## TASK:
Pull out every row below that contains the string "toasted", and copy each one in full. Matching is case-sensitive.

## INPUT MATERIAL:

━━━━━━━━━━━━━━━━━━━━

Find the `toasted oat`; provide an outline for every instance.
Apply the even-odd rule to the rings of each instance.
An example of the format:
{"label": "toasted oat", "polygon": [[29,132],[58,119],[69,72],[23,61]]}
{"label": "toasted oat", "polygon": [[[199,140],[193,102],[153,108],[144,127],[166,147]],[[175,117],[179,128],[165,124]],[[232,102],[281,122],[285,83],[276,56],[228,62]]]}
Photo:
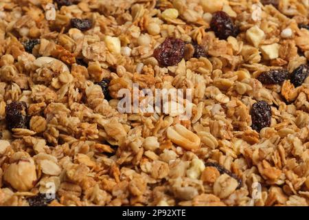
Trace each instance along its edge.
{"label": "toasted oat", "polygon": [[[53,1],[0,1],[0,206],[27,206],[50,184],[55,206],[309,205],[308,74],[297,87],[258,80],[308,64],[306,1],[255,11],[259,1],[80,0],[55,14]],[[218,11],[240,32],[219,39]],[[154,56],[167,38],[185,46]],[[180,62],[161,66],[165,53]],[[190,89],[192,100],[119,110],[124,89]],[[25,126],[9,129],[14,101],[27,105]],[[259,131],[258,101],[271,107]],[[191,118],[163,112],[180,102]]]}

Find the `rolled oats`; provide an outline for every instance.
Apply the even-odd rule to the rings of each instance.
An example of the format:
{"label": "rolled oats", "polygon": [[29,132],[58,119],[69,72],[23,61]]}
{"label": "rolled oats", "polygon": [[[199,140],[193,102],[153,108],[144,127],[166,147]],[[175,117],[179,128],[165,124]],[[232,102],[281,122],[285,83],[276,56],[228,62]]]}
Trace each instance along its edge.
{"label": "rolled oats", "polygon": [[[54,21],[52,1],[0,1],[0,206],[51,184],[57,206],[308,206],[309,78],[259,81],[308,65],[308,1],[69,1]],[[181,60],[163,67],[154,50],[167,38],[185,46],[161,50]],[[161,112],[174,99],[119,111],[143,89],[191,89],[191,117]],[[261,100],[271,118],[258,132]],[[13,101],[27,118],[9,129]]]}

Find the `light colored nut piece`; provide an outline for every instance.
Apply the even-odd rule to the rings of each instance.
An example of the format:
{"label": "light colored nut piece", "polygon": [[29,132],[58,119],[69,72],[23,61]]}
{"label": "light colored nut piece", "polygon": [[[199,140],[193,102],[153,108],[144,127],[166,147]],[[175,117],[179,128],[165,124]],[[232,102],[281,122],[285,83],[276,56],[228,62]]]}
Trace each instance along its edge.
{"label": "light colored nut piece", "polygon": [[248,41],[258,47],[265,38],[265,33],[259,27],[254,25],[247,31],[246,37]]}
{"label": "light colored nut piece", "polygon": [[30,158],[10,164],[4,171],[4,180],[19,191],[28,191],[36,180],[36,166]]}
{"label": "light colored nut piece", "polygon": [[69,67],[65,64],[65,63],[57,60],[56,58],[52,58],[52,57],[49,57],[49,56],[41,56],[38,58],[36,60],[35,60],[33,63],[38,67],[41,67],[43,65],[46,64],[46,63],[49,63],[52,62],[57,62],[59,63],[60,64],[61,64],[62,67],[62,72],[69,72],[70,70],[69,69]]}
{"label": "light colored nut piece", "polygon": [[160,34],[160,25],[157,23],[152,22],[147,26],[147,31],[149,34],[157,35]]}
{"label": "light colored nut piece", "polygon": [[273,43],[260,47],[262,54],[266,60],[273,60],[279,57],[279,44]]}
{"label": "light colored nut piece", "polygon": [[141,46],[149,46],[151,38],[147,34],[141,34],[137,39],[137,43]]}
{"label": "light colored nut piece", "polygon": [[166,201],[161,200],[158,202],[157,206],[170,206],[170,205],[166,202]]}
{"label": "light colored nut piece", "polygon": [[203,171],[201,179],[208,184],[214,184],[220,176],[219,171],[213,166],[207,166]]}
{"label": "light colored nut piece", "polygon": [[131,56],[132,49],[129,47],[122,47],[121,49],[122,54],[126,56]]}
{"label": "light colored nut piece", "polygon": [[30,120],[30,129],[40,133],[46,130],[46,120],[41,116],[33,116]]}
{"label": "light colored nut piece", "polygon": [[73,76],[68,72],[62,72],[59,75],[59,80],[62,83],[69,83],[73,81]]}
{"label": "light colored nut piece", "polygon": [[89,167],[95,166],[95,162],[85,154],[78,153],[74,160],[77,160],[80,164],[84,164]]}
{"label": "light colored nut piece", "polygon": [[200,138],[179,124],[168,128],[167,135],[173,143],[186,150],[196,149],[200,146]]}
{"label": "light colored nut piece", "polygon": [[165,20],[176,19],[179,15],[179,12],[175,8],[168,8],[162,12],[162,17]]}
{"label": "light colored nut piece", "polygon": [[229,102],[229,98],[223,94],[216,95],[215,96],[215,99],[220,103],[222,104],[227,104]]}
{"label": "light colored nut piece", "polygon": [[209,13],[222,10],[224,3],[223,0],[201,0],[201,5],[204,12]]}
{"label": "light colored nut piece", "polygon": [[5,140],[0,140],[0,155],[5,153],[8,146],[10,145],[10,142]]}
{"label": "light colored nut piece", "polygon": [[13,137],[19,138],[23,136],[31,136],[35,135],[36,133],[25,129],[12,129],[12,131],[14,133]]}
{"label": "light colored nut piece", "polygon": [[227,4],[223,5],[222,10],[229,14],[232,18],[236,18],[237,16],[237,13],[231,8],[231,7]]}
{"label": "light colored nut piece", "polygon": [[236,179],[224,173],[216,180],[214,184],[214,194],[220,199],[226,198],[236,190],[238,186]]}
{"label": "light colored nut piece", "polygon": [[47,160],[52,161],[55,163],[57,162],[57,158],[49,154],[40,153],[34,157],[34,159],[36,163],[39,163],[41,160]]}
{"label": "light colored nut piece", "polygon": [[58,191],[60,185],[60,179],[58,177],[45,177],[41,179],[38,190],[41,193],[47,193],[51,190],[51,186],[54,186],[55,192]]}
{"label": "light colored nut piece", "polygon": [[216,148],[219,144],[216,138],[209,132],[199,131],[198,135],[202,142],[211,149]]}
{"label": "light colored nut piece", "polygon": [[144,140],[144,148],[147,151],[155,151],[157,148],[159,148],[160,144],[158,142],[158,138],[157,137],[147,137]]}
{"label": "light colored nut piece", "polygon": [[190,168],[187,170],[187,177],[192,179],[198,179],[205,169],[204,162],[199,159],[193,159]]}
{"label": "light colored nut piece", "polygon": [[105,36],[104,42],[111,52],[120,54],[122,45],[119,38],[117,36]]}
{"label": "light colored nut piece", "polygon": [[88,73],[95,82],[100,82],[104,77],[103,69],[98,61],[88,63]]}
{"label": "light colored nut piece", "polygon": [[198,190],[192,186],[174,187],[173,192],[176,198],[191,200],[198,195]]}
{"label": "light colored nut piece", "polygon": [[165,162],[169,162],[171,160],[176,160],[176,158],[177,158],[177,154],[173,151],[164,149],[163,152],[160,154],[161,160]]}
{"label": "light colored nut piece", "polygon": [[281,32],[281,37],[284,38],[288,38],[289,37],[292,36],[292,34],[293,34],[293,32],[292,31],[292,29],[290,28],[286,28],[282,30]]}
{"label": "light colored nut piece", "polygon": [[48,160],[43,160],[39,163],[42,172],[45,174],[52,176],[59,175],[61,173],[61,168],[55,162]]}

━━━━━━━━━━━━━━━━━━━━

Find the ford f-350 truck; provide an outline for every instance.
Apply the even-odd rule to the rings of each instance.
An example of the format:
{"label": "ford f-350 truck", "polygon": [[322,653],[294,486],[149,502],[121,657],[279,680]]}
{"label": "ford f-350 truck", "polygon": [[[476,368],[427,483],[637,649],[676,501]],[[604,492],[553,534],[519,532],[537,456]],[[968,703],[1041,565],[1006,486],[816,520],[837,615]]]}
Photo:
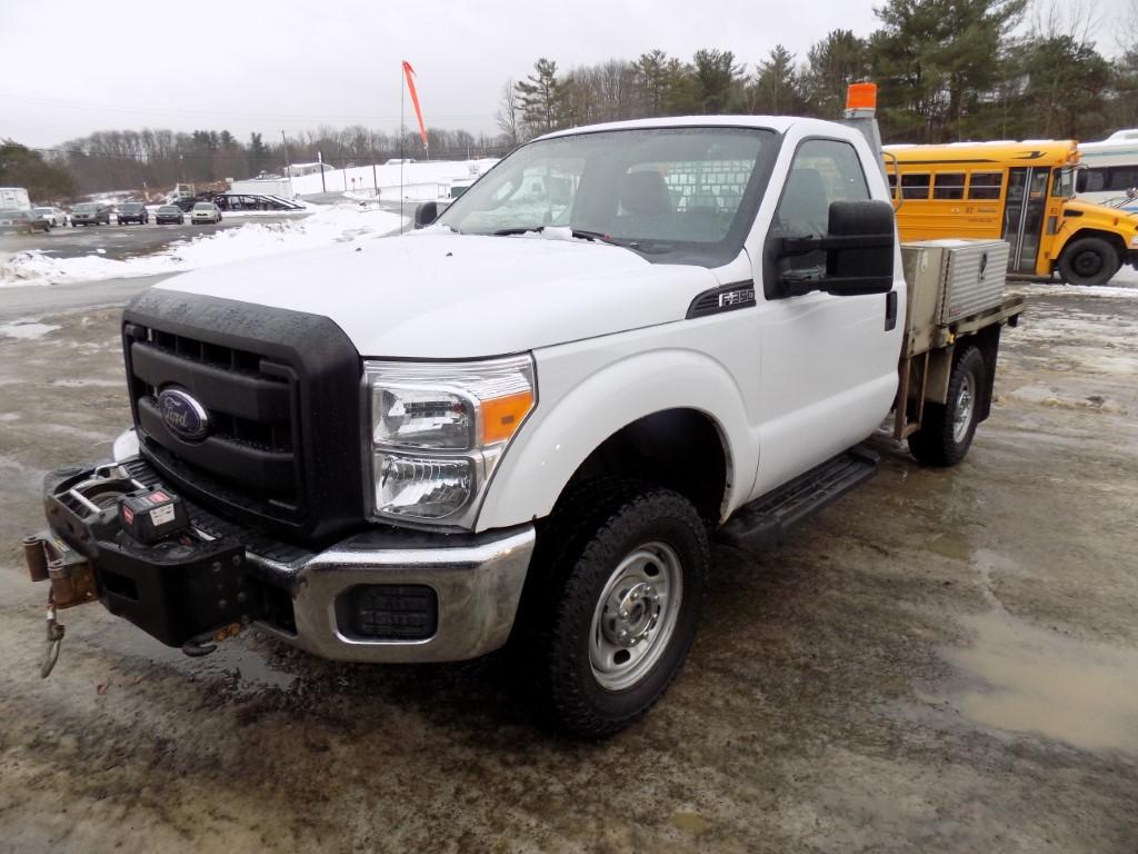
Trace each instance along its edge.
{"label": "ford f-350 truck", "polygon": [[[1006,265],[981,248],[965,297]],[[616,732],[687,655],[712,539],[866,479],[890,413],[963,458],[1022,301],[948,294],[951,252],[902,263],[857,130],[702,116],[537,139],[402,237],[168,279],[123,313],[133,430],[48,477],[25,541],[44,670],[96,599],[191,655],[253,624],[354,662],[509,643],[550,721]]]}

━━━━━━━━━━━━━━━━━━━━

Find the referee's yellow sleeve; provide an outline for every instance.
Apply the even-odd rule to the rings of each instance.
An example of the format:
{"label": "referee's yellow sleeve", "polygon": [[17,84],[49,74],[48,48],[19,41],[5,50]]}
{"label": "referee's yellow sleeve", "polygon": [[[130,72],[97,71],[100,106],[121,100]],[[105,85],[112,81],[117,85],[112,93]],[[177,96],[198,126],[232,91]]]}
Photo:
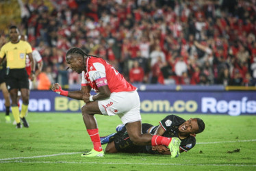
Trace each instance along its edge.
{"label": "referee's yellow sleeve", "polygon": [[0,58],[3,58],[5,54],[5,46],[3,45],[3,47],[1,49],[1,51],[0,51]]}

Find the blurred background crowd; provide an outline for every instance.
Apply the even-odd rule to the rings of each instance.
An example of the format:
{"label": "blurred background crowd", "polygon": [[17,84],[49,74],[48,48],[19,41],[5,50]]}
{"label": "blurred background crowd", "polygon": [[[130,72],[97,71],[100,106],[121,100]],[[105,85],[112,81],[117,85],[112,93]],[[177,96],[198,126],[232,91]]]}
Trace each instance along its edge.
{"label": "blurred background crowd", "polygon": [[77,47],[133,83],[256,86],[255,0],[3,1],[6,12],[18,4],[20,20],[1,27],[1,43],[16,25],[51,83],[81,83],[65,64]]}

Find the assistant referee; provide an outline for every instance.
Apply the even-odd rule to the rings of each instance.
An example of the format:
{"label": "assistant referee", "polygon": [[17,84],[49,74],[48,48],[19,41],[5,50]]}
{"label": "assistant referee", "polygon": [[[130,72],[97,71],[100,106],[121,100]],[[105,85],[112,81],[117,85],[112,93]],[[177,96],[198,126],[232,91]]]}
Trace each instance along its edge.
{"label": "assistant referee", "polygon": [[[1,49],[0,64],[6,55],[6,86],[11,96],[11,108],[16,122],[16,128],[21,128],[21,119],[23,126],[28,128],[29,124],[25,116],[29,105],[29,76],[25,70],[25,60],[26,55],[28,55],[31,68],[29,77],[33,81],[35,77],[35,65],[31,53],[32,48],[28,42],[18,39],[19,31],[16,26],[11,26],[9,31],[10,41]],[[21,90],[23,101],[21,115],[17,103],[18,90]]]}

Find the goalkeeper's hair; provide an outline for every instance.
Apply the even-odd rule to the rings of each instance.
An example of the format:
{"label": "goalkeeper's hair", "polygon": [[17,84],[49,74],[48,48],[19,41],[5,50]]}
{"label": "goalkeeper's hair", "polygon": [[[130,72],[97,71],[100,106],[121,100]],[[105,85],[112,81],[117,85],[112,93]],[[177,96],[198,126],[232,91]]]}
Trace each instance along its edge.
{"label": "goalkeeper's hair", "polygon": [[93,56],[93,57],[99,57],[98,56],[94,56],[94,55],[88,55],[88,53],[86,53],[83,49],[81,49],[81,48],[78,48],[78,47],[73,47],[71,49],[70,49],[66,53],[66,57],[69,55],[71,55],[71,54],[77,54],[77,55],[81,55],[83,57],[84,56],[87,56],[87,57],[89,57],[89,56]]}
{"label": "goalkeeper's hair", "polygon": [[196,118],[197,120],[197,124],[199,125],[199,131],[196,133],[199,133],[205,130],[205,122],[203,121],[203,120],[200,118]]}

━━━━━━━━━━━━━━━━━━━━

## RESULT:
Find the `toasted oat`; provide an outline for every instance.
{"label": "toasted oat", "polygon": [[29,132],[58,119],[69,72],[23,61]]}
{"label": "toasted oat", "polygon": [[[199,140],[193,102],[153,108],[144,127],[166,147]],[[175,117],[179,128],[165,124]],[[232,102],[281,122],[285,83],[276,56],[228,62]]]}
{"label": "toasted oat", "polygon": [[[53,1],[0,1],[0,206],[27,206],[50,184],[55,206],[309,205],[308,74],[297,87],[258,80],[308,64],[306,1],[255,11],[259,1],[80,0],[55,14]],[[218,11],[240,32],[219,39]],[[154,56],[167,38],[185,46]],[[180,62],[161,66],[165,53]],[[190,89],[192,100],[119,110],[124,89]],[[25,126],[9,129],[14,101],[27,105]],[[259,131],[258,101],[271,107]],[[191,118],[163,112],[180,102]]]}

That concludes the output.